___ THE INPUT ___

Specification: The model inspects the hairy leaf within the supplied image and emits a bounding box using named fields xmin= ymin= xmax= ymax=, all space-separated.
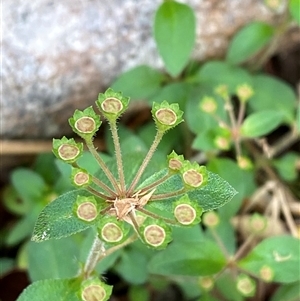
xmin=154 ymin=1 xmax=195 ymax=76
xmin=31 ymin=190 xmax=101 ymax=242
xmin=16 ymin=278 xmax=81 ymax=301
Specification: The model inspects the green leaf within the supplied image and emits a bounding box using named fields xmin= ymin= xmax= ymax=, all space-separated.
xmin=149 ymin=82 xmax=192 ymax=107
xmin=289 ymin=0 xmax=300 ymax=25
xmin=33 ymin=153 xmax=59 ymax=185
xmin=241 ymin=110 xmax=284 ymax=138
xmin=16 ymin=278 xmax=81 ymax=301
xmin=129 ymin=285 xmax=150 ymax=301
xmin=273 ymin=152 xmax=300 ymax=182
xmin=0 ymin=258 xmax=14 ymax=276
xmin=271 ymin=282 xmax=300 ymax=301
xmin=115 ymin=245 xmax=150 ymax=285
xmin=148 ymin=239 xmax=226 ymax=276
xmin=143 ymin=169 xmax=237 ymax=213
xmin=27 ymin=237 xmax=79 ymax=281
xmin=207 ymin=158 xmax=256 ymax=218
xmin=31 ymin=190 xmax=101 ymax=242
xmin=194 ymin=61 xmax=252 ymax=92
xmin=6 ymin=204 xmax=43 ymax=246
xmin=238 ymin=235 xmax=300 ymax=283
xmin=11 ymin=168 xmax=47 ymax=210
xmin=249 ymin=75 xmax=296 ymax=123
xmin=154 ymin=1 xmax=195 ymax=76
xmin=226 ymin=22 xmax=275 ymax=65
xmin=215 ymin=272 xmax=243 ymax=301
xmin=111 ymin=65 xmax=165 ymax=100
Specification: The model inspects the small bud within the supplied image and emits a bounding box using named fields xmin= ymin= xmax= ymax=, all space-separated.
xmin=71 ymin=168 xmax=91 ymax=187
xmin=199 ymin=276 xmax=214 ymax=291
xmin=237 ymin=155 xmax=253 ymax=170
xmin=173 ymin=195 xmax=203 ymax=226
xmin=215 ymin=84 xmax=229 ymax=99
xmin=236 ymin=274 xmax=256 ymax=297
xmin=152 ymin=101 xmax=184 ymax=133
xmin=214 ymin=136 xmax=231 ymax=150
xmin=96 ymin=88 xmax=129 ymax=121
xmin=98 ymin=217 xmax=128 ymax=244
xmin=249 ymin=213 xmax=268 ymax=234
xmin=52 ymin=136 xmax=83 ymax=163
xmin=140 ymin=219 xmax=172 ymax=249
xmin=69 ymin=106 xmax=101 ymax=139
xmin=199 ymin=96 xmax=217 ymax=114
xmin=167 ymin=150 xmax=185 ymax=173
xmin=181 ymin=161 xmax=208 ymax=189
xmin=236 ymin=84 xmax=254 ymax=103
xmin=264 ymin=0 xmax=285 ymax=12
xmin=259 ymin=265 xmax=274 ymax=282
xmin=80 ymin=278 xmax=112 ymax=301
xmin=74 ymin=196 xmax=98 ymax=222
xmin=202 ymin=211 xmax=219 ymax=228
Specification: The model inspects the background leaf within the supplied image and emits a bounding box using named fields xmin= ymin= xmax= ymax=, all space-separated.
xmin=16 ymin=278 xmax=81 ymax=301
xmin=289 ymin=0 xmax=300 ymax=25
xmin=27 ymin=237 xmax=79 ymax=281
xmin=248 ymin=74 xmax=296 ymax=123
xmin=241 ymin=110 xmax=285 ymax=138
xmin=148 ymin=239 xmax=226 ymax=276
xmin=238 ymin=235 xmax=300 ymax=283
xmin=154 ymin=1 xmax=195 ymax=76
xmin=226 ymin=22 xmax=275 ymax=65
xmin=271 ymin=282 xmax=300 ymax=301
xmin=112 ymin=65 xmax=165 ymax=99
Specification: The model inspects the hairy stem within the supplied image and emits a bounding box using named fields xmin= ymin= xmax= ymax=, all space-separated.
xmin=91 ymin=175 xmax=117 ymax=198
xmin=84 ymin=235 xmax=105 ymax=279
xmin=137 ymin=207 xmax=178 ymax=225
xmin=86 ymin=140 xmax=121 ymax=194
xmin=85 ymin=186 xmax=111 ymax=200
xmin=127 ymin=131 xmax=164 ymax=196
xmin=138 ymin=172 xmax=171 ymax=195
xmin=150 ymin=187 xmax=185 ymax=201
xmin=109 ymin=120 xmax=126 ymax=194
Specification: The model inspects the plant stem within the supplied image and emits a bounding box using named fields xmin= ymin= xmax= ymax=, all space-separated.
xmin=137 ymin=207 xmax=178 ymax=225
xmin=138 ymin=172 xmax=171 ymax=194
xmin=210 ymin=228 xmax=231 ymax=260
xmin=127 ymin=131 xmax=164 ymax=196
xmin=85 ymin=186 xmax=111 ymax=200
xmin=84 ymin=235 xmax=105 ymax=279
xmin=91 ymin=175 xmax=117 ymax=198
xmin=150 ymin=187 xmax=185 ymax=201
xmin=234 ymin=234 xmax=255 ymax=261
xmin=86 ymin=140 xmax=121 ymax=194
xmin=109 ymin=120 xmax=126 ymax=194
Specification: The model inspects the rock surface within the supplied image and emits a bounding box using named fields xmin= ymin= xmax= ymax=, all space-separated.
xmin=2 ymin=0 xmax=295 ymax=138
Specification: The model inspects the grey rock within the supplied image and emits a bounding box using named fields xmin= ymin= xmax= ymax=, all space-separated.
xmin=1 ymin=0 xmax=294 ymax=138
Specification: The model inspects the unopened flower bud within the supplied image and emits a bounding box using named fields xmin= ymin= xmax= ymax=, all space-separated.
xmin=199 ymin=276 xmax=214 ymax=291
xmin=167 ymin=150 xmax=185 ymax=173
xmin=214 ymin=136 xmax=231 ymax=150
xmin=249 ymin=213 xmax=267 ymax=234
xmin=53 ymin=136 xmax=83 ymax=163
xmin=173 ymin=195 xmax=203 ymax=226
xmin=199 ymin=96 xmax=217 ymax=114
xmin=69 ymin=106 xmax=101 ymax=139
xmin=96 ymin=88 xmax=129 ymax=121
xmin=140 ymin=219 xmax=172 ymax=249
xmin=71 ymin=168 xmax=91 ymax=187
xmin=181 ymin=161 xmax=208 ymax=189
xmin=237 ymin=155 xmax=253 ymax=170
xmin=152 ymin=101 xmax=183 ymax=133
xmin=202 ymin=211 xmax=219 ymax=228
xmin=236 ymin=84 xmax=254 ymax=103
xmin=98 ymin=217 xmax=127 ymax=244
xmin=80 ymin=278 xmax=112 ymax=301
xmin=259 ymin=265 xmax=274 ymax=282
xmin=236 ymin=274 xmax=256 ymax=297
xmin=74 ymin=196 xmax=98 ymax=222
xmin=215 ymin=84 xmax=229 ymax=99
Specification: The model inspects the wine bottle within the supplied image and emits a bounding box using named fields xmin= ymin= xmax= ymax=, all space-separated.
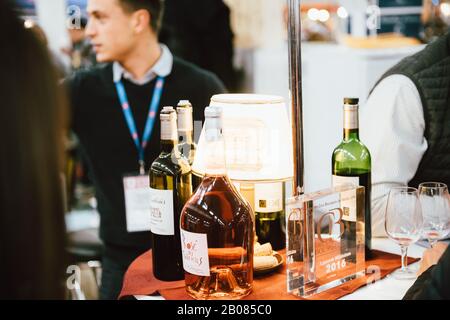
xmin=180 ymin=106 xmax=254 ymax=300
xmin=254 ymin=182 xmax=286 ymax=250
xmin=150 ymin=106 xmax=192 ymax=281
xmin=176 ymin=100 xmax=197 ymax=165
xmin=332 ymin=98 xmax=372 ymax=259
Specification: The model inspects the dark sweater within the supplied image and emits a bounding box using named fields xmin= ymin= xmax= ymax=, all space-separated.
xmin=68 ymin=57 xmax=226 ymax=249
xmin=160 ymin=0 xmax=236 ymax=90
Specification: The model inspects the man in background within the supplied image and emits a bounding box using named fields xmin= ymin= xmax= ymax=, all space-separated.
xmin=68 ymin=0 xmax=225 ymax=299
xmin=361 ymin=32 xmax=450 ymax=237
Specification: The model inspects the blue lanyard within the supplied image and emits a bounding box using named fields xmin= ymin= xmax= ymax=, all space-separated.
xmin=115 ymin=76 xmax=165 ymax=174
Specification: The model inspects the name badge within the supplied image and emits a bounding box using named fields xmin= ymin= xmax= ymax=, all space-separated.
xmin=123 ymin=174 xmax=152 ymax=233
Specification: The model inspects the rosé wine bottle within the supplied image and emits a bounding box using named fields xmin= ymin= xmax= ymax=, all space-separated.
xmin=180 ymin=106 xmax=254 ymax=300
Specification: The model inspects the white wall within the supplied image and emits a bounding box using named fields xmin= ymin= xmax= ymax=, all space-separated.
xmin=253 ymin=42 xmax=424 ymax=194
xmin=35 ymin=0 xmax=71 ymax=67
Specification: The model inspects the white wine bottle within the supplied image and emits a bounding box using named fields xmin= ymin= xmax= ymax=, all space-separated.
xmin=149 ymin=106 xmax=192 ymax=281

___

PROBLEM STATEMENT -
Copy verbatim the span of lines that begins with the line holding "Specification: The model inspects the rosé" and ends at the last line of the records.

RESPONSE TO THIS TASK -
Specification: The model inspects the rosé wine bottle within the supplied image and emits a bounding box using named fields xmin= ymin= xmax= ymax=, all space-separated.
xmin=180 ymin=106 xmax=254 ymax=300
Specification: The model inspects the white wall within the supplied image and emits a bounding box using named fields xmin= ymin= xmax= ymax=, all space-separated.
xmin=253 ymin=42 xmax=424 ymax=194
xmin=35 ymin=0 xmax=71 ymax=67
Specification: The model inspects the white wine bottle within the supplied image and emits a bounding box using named fields xmin= ymin= xmax= ymax=, all space-separated.
xmin=149 ymin=106 xmax=192 ymax=281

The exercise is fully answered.